» **DOCUMENT SEGMENT**:
((
March 29, 2015

Dealing with Depression

Is Mental Illness Actually Biblical  *Check out that link before you read on

I got this article from a friend this morning. A friend who truly loves me and tries to understand this disease that plagues me. A friend who see's a whole lot more to me than simply this disease. Its a really great article and its so true...if only the "church" (or even non-church goers) could grasp this concept instead of belittling, and talking condescending about it and about those that suffer from it...there might be a lot less hurt, wounded people (although still battling depressing and anxiety) walking around. If people would just educate themselves rather than speaking about things they know nothing about and passing judgement on people who suffer from depression and anxiety. I have three best friends and all of them have "held my hand" through some very tough times. They have been compassionate and sympathetic, even empathetic. They know me as a person. A very light hearted, fun person who truly does enjoy life. They don't give up on me and walk out of my life when depression grips me. They speak loving words to me and lift me up in prayer and are very encouraging to me. They hold me accountable to the healing process.

Someone in my very own family once told me, "if you would just serve others, you would be fine." Little did this family member know, I WAS serving others on a very regular and consistent basis...through my church and even through my own community. And I STILL do those things and enjoy every minute of it and look forward to it each time I am given the opportunity to do so. Instead of just investing (even a little) time in/with me...getting to know me, this family member assumed the worst in me and treated me as if my faith in God was lacking. As if this family member was on some Holy Mountain that I hadn't yet even begun to climb.

Unfortunately, "serving others" isn't the end of this disease for me, but thankfully I have invested in healing and taking care of myself through not only my faith and praying, but I also feel God has lead me down some wonderful medical avenues to continue in that healing process. Thank God, the way I was raised and the things that were taught in the church (growing up) didn't stop me from digging deeper into God and allowing him to direct my path to where I am today. Because those things might have completely broken me. Those things that were ingrained since childhood might have actually PREVENTED me from following God's ultimate path for me.
))
Copy verbatim everything in the depression post from "Someone in my" down to "begun to climb.".

» **DATASET EXTRACT**:
((
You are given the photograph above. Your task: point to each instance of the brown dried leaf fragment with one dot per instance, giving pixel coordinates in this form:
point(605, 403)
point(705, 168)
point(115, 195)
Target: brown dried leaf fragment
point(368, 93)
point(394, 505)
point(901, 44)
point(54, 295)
))
» **ANSWER BOX**:
Someone in my very own family once told me, "if you would just serve others, you would be fine." Little did this family member know, I WAS serving others on a very regular and consistent basis...through my church and even through my own community. And I STILL do those things and enjoy every minute of it and look forward to it each time I am given the opportunity to do so. Instead of just investing (even a little) time in/with me...getting to know me, this family member assumed the worst in me and treated me as if my faith in God was lacking. As if this family member was on some Holy Mountain that I hadn't yet even begun to climb.